> Task details
Can you extract every line of the records below and reproduce each one character for character, with nothing changed?

--- BEGIN ---

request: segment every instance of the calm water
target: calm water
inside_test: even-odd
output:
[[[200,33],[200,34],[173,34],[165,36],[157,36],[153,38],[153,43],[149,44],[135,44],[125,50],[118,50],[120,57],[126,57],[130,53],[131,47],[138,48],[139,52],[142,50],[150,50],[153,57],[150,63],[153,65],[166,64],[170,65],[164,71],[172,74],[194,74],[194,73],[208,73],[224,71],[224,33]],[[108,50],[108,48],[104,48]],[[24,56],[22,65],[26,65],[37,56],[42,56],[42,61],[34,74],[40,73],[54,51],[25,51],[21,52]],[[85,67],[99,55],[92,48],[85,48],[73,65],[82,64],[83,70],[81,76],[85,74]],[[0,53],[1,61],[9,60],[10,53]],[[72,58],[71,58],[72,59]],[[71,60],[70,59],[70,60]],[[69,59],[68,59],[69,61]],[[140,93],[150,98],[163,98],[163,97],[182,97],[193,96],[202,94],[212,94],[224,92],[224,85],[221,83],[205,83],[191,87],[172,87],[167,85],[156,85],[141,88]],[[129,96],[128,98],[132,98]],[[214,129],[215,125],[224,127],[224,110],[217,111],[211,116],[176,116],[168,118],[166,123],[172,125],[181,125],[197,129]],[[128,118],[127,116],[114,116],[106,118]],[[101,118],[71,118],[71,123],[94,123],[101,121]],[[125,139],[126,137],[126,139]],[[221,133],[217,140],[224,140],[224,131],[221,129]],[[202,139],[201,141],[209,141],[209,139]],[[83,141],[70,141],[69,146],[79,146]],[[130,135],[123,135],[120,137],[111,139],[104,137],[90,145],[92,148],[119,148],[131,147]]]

--- END ---

> Exercise result
request: segment every instance of the calm water
target: calm water
inside_test: even-odd
output:
[[[200,33],[200,34],[173,34],[165,36],[157,36],[153,38],[153,43],[149,44],[135,44],[125,50],[118,50],[120,57],[126,57],[130,53],[131,47],[138,48],[139,52],[142,50],[150,50],[153,57],[150,63],[153,65],[166,64],[170,65],[164,71],[172,74],[194,74],[194,73],[208,73],[224,71],[224,33]],[[108,50],[108,48],[104,48]],[[24,56],[22,65],[26,65],[37,56],[42,56],[42,61],[34,74],[40,73],[54,51],[25,51],[21,52]],[[85,67],[99,55],[92,48],[85,48],[73,65],[82,64],[83,70],[81,76],[85,74]],[[0,53],[1,61],[9,60],[10,53]],[[72,58],[71,58],[72,59]],[[71,60],[70,59],[70,60]],[[69,59],[68,59],[69,61]],[[140,93],[150,98],[163,98],[163,97],[182,97],[193,96],[202,94],[212,94],[224,92],[224,85],[221,83],[205,83],[191,87],[172,87],[167,85],[156,85],[141,88]],[[129,96],[128,98],[132,98]],[[214,129],[215,125],[224,127],[224,110],[217,111],[211,116],[176,116],[168,118],[166,123],[172,125],[181,125],[197,129]],[[128,118],[127,116],[114,116],[106,118]],[[101,118],[71,118],[71,123],[94,123],[101,121]],[[125,139],[126,137],[126,139]],[[221,133],[217,140],[224,140],[224,131],[221,129]],[[202,139],[201,141],[209,141],[209,139]],[[83,141],[70,141],[69,146],[79,146]],[[130,135],[123,135],[120,137],[111,139],[104,137],[90,145],[92,148],[119,148],[131,147]]]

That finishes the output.